___ Reading passage ___
Beginning its theatrical run soon, Leon Rodriguez’s “Double Tap” is a “color conscious” tip of the hat to detective film noir, starring Pepe Serna from “Scarface,” “American Me” and “Caddyshack II.”
We recently spoke with Rodriguez about “Double Tap.”
Where and when did you start filmmaking? ^ My father was my first inspiration since infancy. That’s where I fell in love with the sound of that magical flutter of the shutter advancing film through the gate. So in my mind I started making films watching Dad shoot 8mm and 16mm films. He learned in the service during WWII. His cinemagraphic training never has left him. Our vacation films always looked good enough to be documentaries. Even now when we watch a film together we talk about the nuances of the cinematography. I wrote my first play at age 8. I shot surf movies on 8mm since about age 14. I shot a lot of stills too. I had a black and white darkroom in the laundry shed out back with all my Dad’s passed down gear. It was an awesome way to learn basics. Dad is a great teacher. He’s 81 and knows all about Eyemo’s, Bell & Howell’s, Mitchell’s and others. Movie cameras are a common bond. We both love them.
I came to film opportunities through music really. I had a long and rewarding career in the music business. So when music videos came around, I was greatly influenced by this. This was before MTV. I was working for Frank Zappa in El Ley. He had a sound stage at Producer’s Studio on Melrose. The movie biz was all around us. It just brought out my already substantial love for film. I had a career going in music biz but I always knew film is where I belonged. Yet, at the same time, I also knew Hollywood was not where I wanted to be. It’s a different culture. I’ve always found that staring into a mirror at myself impedes my view and subsequent perspective on the world. I’m a Texan. I make no apologies about that.
What inspired you to make “Double Tap”? ^ It’s a true ‘labor of love’ tribute film to our legendary Hispanic icon, Pepe Serna. After forty years in Hollywood, Pepe deserved to carry a through-line all the way to fruition. Pepe is an amazing actor with fathomless depth. He means the world to all Hispanics who work in film. He did what was impossible to do at the time that he did it. Things were bad for Chicanos when he split Corpus Christi, Texas for El Ley.
It’s actually not much better now. If there is a disparity in Pepe’s fame among the common press vs. the Hispanic World. That microcosm is a clear Polaroid snapshot example of the isolation of the Hispanic American world in the view of America at large. This observation is offered without any regret, malice or expectation, but only as an insight from a fellow American for the sake of clarity.
___ Record set ___
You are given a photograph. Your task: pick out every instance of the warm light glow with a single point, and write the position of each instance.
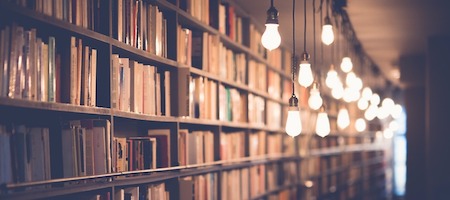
(382, 113)
(343, 118)
(346, 64)
(371, 112)
(367, 93)
(387, 133)
(363, 104)
(322, 124)
(350, 79)
(351, 94)
(332, 79)
(338, 91)
(397, 111)
(375, 99)
(388, 103)
(393, 125)
(360, 125)
(327, 34)
(305, 74)
(314, 101)
(293, 122)
(271, 38)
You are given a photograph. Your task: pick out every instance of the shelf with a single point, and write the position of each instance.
(61, 107)
(206, 122)
(151, 58)
(276, 190)
(143, 117)
(345, 149)
(49, 20)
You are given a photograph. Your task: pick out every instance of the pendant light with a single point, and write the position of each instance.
(293, 121)
(322, 123)
(315, 100)
(305, 74)
(327, 29)
(343, 119)
(271, 38)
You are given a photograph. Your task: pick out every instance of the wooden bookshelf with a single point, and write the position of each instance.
(151, 140)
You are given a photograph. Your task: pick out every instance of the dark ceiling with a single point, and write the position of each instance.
(386, 29)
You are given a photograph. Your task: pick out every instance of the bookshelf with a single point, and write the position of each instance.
(198, 131)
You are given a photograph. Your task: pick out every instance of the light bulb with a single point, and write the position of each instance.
(397, 111)
(393, 125)
(338, 91)
(305, 77)
(363, 104)
(293, 122)
(327, 32)
(388, 103)
(332, 79)
(350, 79)
(360, 125)
(371, 112)
(383, 112)
(343, 118)
(314, 101)
(367, 93)
(375, 99)
(271, 38)
(346, 64)
(322, 124)
(387, 133)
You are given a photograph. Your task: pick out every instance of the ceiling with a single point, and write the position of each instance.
(386, 29)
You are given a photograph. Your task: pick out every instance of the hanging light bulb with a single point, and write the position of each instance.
(322, 123)
(305, 74)
(327, 31)
(367, 93)
(387, 133)
(360, 125)
(293, 121)
(343, 119)
(375, 99)
(314, 101)
(350, 79)
(332, 78)
(383, 112)
(371, 112)
(363, 104)
(338, 91)
(388, 103)
(397, 111)
(346, 64)
(271, 38)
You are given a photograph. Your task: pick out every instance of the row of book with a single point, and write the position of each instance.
(202, 98)
(81, 75)
(255, 41)
(257, 73)
(274, 116)
(151, 192)
(29, 65)
(195, 147)
(86, 147)
(256, 110)
(83, 13)
(25, 154)
(199, 9)
(141, 25)
(140, 152)
(230, 23)
(233, 105)
(33, 70)
(139, 88)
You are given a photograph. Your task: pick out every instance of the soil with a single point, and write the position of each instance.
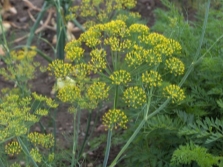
(43, 83)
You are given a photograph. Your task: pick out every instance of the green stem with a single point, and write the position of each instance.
(2, 164)
(4, 37)
(61, 31)
(26, 151)
(79, 25)
(34, 27)
(116, 96)
(86, 134)
(54, 129)
(148, 103)
(74, 141)
(108, 146)
(137, 131)
(167, 101)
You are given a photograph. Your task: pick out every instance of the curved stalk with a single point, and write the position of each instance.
(74, 141)
(26, 151)
(108, 146)
(86, 134)
(114, 162)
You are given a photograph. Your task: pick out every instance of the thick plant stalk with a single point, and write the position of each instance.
(108, 146)
(86, 134)
(61, 30)
(168, 100)
(74, 141)
(35, 26)
(26, 151)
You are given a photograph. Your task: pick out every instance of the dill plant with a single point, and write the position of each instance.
(182, 131)
(131, 68)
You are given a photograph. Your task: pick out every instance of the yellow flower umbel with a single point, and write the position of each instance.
(98, 91)
(44, 140)
(152, 78)
(37, 157)
(116, 28)
(175, 66)
(114, 118)
(74, 54)
(174, 92)
(136, 57)
(92, 38)
(120, 77)
(60, 69)
(139, 29)
(117, 45)
(69, 93)
(98, 60)
(13, 148)
(134, 97)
___
**Exercise requirements:**
1. In the Double Tap interview, begin at the words "I came to film" and stop after "apologies about that.". Write that part again, changing "Melrose" to "Sunset".
2. List the films the Double Tap interview names to identify Pepe Serna, leaving out "Double Tap" itself.

**Replies:**
1.
I came to film opportunities through music really. I had a long and rewarding career in the music business. So when music videos came around, I was greatly influenced by this. This was before MTV. I was working for Frank Zappa in El Ley. He had a sound stage at Producer’s Studio on Sunset. The movie biz was all around us. It just brought out my already substantial love for film. I had a career going in music biz but I always knew film is where I belonged. Yet, at the same time, I also knew Hollywood was not where I wanted to be. It’s a different culture. I’ve always found that staring into a mirror at myself impedes my view and subsequent perspective on the world. I’m a Texan. I make no apologies about that.

2.
Scarface
American Me
Caddyshack II